Aim:
Every entry below should be transcribed exactly; pictures stay out of the copy.
— START —
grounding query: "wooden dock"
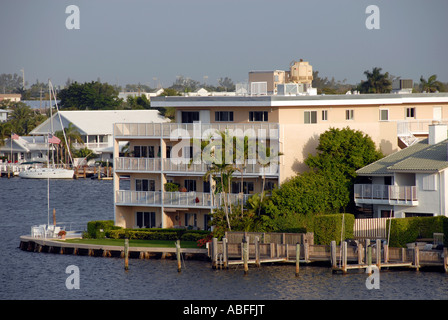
[208,237,448,273]
[19,236,207,260]
[74,166,113,180]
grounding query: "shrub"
[387,216,448,248]
[314,213,355,245]
[86,220,121,239]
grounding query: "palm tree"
[358,67,392,93]
[0,122,11,147]
[420,74,443,92]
— END —
Solution to the exercise:
grounding query: "wooden dock"
[208,237,448,273]
[19,236,207,260]
[74,166,113,180]
grounding query: "shrub"
[387,216,448,248]
[314,213,355,245]
[86,220,121,239]
grounding query: "palm tree"
[358,67,392,93]
[0,122,11,147]
[420,74,443,92]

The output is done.